━━━━━ Text to read ━━━━━

For this model it is recommended to use a GPU instance.
# Create the version
version_template = ubiops.DeploymentVersionCreate(
version=DEPLOYMENT_VERSION,
environment=ENVIRONMENT_NAME,
instance_type_group_name="16384 MB + 4 vCPU + NVIDIA Ada Lovelace L4",
maximum_instances=1,
minimum_instances=0,
maximum_idle_time=600, # = 10 minutes
request_retention_mode="full",
)
api.deployment_versions_create(
project_name=PROJECT_NAME, deployment_name=DEPLOYMENT_NAME, data=version_template
)
Package and upload the code:
import shutil
deployment_code_archive = shutil.make_archive(
deployment_code_dir, "zip", deployment_code_dir
)
upload_response = api.revisions_file_upload(
project_name=PROJECT_NAME,
deployment_name=DEPLOYMENT_NAME,
version=DEPLOYMENT_VERSION,
file=deployment_code_archive,
)
print(upload_response)
# Check if the deployment is finished building. This can take a few minutes
ubiops.utils.wait_for_deployment_version(
client=api.api_client,
project_name=PROJECT_NAME,
deployment_name=DEPLOYMENT_NAME,
version=DEPLOYMENT_VERSION,
revision_id=upload_response.revision,
stream_logs=True,
)

━━━━━

Tasks and exercises -
(1) According to the deployment guide, what kind of instance is recommended for this model?
(2) Rewrite the part of the listing that runs from the line with "TARGET = green vegetation" up to and including its final line as a numbered list, omitting any blank lines. Include only those lines.

━━━━━ Material shown ━━━━━

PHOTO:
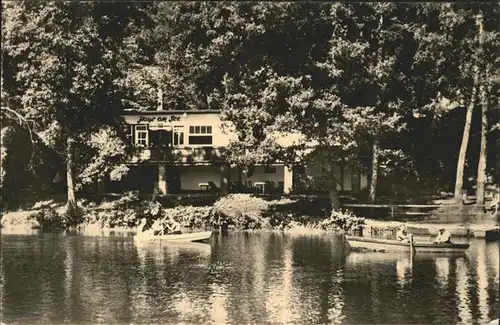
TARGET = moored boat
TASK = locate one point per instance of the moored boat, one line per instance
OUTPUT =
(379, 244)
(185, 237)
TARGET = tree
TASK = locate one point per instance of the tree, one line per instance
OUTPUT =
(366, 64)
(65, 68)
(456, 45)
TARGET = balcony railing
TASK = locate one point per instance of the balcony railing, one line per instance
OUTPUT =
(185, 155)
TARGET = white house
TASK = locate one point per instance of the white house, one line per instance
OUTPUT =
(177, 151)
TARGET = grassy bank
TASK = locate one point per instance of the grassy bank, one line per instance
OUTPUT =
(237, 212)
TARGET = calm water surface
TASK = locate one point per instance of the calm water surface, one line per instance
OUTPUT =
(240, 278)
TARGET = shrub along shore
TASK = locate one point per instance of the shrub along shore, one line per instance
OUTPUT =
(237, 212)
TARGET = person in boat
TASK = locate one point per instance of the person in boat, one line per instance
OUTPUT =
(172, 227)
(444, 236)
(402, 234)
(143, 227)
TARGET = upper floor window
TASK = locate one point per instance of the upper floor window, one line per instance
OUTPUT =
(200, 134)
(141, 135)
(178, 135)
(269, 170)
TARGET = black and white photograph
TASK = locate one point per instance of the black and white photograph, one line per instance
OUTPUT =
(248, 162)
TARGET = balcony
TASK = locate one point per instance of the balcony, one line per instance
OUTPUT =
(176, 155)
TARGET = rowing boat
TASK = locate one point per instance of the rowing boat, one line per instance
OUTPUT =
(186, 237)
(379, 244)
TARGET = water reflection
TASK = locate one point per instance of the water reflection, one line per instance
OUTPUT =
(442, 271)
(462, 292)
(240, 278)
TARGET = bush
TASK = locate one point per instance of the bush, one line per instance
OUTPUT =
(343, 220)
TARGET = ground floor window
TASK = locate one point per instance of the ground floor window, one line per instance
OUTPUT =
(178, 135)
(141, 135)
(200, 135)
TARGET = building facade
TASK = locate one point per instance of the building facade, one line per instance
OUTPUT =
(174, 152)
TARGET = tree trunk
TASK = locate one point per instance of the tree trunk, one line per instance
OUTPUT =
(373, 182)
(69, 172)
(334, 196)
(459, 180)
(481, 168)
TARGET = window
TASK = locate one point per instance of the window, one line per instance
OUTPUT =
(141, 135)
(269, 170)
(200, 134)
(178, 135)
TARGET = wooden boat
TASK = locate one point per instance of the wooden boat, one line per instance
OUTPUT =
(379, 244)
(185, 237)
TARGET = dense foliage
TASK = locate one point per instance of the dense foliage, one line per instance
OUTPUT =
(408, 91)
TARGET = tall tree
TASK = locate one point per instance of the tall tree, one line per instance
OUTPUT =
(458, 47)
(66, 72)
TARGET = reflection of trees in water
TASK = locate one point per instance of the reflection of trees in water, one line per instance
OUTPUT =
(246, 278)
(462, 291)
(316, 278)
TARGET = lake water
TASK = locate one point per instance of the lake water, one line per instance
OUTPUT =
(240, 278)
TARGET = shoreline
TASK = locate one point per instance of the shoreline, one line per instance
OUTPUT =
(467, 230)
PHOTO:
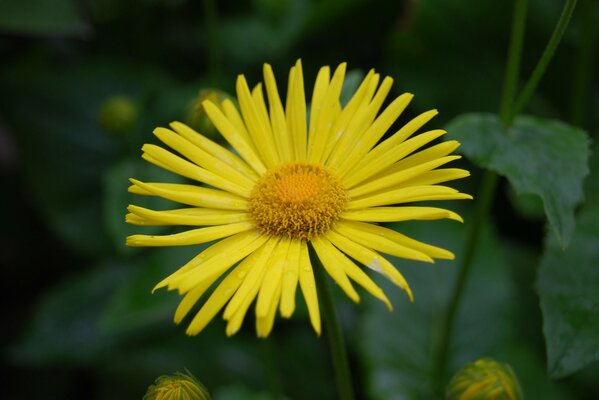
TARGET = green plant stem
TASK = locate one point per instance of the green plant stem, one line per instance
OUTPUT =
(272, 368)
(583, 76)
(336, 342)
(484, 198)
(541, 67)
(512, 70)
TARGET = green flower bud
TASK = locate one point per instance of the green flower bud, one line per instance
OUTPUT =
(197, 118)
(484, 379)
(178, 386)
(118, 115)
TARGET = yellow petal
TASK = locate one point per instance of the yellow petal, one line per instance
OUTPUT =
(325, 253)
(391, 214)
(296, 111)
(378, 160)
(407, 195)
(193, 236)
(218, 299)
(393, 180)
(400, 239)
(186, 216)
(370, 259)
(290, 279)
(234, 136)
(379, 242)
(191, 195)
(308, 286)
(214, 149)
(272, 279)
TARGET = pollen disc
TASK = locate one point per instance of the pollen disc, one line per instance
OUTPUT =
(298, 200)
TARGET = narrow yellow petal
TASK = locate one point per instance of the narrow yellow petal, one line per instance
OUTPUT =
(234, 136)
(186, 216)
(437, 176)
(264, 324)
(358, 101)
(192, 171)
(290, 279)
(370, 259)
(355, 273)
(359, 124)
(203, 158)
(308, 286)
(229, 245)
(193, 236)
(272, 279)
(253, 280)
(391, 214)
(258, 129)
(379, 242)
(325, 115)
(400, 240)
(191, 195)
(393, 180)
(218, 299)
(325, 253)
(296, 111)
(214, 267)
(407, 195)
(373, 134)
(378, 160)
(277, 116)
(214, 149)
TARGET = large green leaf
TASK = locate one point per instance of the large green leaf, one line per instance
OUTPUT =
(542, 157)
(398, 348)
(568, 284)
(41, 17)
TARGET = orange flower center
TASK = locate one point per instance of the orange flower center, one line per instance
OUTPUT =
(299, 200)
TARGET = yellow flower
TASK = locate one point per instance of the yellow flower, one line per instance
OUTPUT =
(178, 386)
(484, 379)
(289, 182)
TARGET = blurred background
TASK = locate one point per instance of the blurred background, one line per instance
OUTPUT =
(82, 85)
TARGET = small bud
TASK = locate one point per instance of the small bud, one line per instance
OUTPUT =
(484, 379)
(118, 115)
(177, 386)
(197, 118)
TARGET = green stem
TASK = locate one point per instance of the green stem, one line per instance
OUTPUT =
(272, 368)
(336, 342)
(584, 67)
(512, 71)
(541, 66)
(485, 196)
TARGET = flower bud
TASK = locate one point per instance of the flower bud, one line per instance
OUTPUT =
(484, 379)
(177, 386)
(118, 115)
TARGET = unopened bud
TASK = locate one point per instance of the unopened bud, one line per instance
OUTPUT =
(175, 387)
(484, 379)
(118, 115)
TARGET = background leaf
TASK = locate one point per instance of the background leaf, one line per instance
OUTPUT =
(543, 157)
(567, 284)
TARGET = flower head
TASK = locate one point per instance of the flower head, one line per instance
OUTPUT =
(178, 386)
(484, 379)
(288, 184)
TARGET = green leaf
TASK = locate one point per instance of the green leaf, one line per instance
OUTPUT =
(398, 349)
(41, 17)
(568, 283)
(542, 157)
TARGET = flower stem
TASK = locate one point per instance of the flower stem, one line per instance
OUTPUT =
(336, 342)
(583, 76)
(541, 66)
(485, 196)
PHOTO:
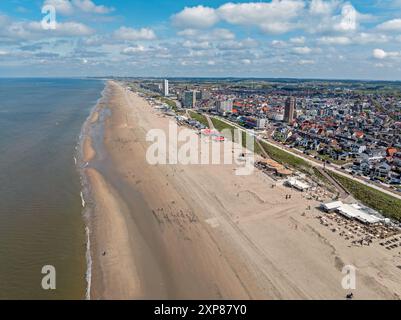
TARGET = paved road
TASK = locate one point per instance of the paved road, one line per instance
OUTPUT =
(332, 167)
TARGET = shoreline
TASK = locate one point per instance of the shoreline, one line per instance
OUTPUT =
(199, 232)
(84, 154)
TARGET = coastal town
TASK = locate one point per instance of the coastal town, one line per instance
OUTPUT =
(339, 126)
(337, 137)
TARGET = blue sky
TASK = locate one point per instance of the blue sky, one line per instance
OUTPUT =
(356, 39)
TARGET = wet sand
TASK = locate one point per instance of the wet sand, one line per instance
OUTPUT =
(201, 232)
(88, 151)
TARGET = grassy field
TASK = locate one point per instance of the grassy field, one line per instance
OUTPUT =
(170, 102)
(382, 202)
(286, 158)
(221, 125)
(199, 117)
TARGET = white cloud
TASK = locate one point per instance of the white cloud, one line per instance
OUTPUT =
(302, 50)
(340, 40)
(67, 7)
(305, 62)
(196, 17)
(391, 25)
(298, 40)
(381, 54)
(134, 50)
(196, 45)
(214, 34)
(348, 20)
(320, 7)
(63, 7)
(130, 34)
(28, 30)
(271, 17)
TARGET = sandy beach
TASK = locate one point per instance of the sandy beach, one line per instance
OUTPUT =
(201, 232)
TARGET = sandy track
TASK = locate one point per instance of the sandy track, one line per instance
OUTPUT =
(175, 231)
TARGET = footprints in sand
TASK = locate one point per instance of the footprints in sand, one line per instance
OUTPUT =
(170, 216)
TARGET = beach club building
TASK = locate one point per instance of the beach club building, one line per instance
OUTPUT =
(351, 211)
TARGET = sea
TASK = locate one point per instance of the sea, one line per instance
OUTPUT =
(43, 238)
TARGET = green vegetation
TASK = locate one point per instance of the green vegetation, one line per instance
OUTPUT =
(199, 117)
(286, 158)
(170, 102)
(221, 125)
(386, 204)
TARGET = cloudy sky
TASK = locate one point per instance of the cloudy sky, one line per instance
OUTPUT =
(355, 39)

━━━━━

Solution set -
(1) A GPU instance.

(2)
1. TARGET = green vegetation
2. TASK = locate one point per instance of the green vegetation, one line per instance
3. OUTPUT =
4. (199, 117)
5. (286, 158)
6. (170, 102)
7. (221, 125)
8. (386, 204)
9. TARGET = cloudy sky
10. TASK = locate one point per instance of the cloudy sky, one line per instance
11. OUTPUT =
12. (355, 39)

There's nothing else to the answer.